◆ Dokumenttext
+++

Ein Kreuzbandriss macht oft eine OP nötig, bei der Ersatzgewebe, oft eine körpereigene Sehne, mit Schrauben aus Metall oder Polymeren im Knochen fixiert wird. Nachteil: Metallschrauben müssen nach der Genesung wieder entfernt werden, Polymere lösen sich zwar auf, machen den Knochen aber instabil. Fraunhofer-Forschern aus Bremen haben nun eine Alternativmethode entwickelt.

Von Jochen Steiner | 15.11.2016
    Ein menschliches Kniegelenk mit Kreuzbandriss auf einem MRT-Schnittbild
    Ein menschliches Kniegelenk mit Kreuzbandriss auf einem MRT-Schnittbild (imago/blickwinkel)
    Die Ingenieurin Janne Haack vom Fraunhofer-Institut für Fertigungstechnik und Angewandte Materialforschung in Bremen hält einen etwa zwei Zentimeter langen Gegenstand zwischen Daumen und Zeigefinger, der an einen Hohlwanddübel erinnert:
    "Wir nennen das institutsintern Schragel, also eine Kombination aus Schraube und Nagel."
    Die Fraunhofer-Forscherin und ihre Kollegen haben den Schraubnagel zusammen mit mehreren Universitäten und Unikliniken entwickelt: "Man hat eben nicht wie bei einer Schraube diesen Vorgang mit einem Schraubendreher, um das einzubringen, sondern man hat zwar eine Schraubengeometrie, aber die muss eben mit einem Hammer wie ein Dübel ins Loch hineingebracht werden."

+++

◆ Aufgabe
Nennen Sie alle Gegenstände, mit denen der Schragel im Artikel über die Kreuzband-OP verglichen wird oder aus deren Bezeichnungen sein Name gebildet ist.

◆ Datenauszug
+++

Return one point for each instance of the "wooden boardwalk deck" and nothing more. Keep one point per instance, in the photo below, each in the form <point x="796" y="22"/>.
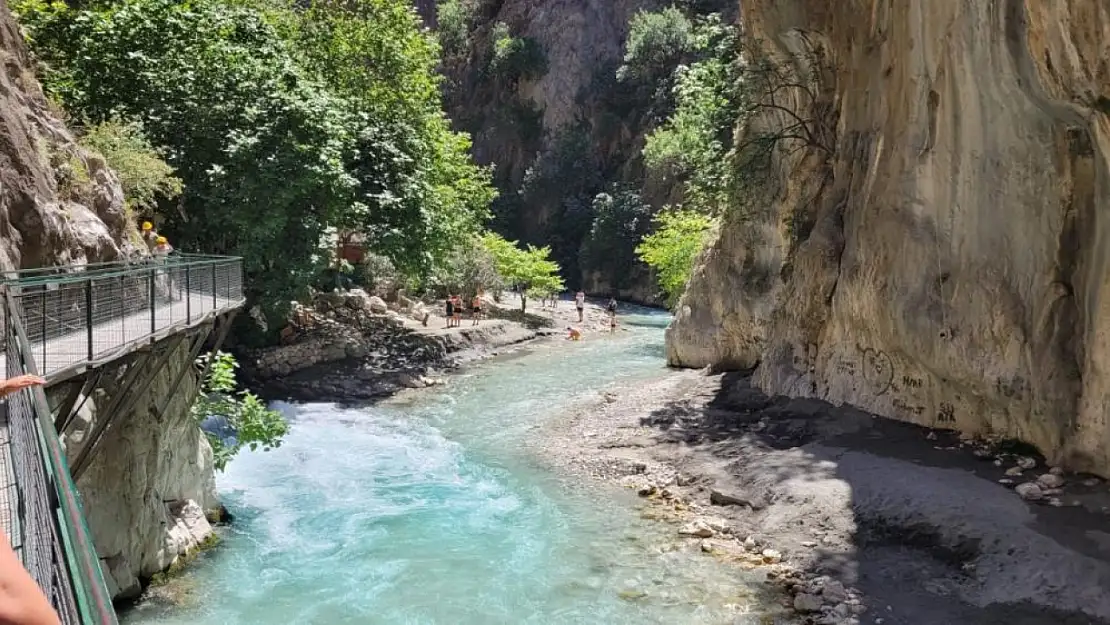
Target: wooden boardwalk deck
<point x="115" y="334"/>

+++

◆ Antwort
Hohlwanddübel, Schraube, Nagel, Dübel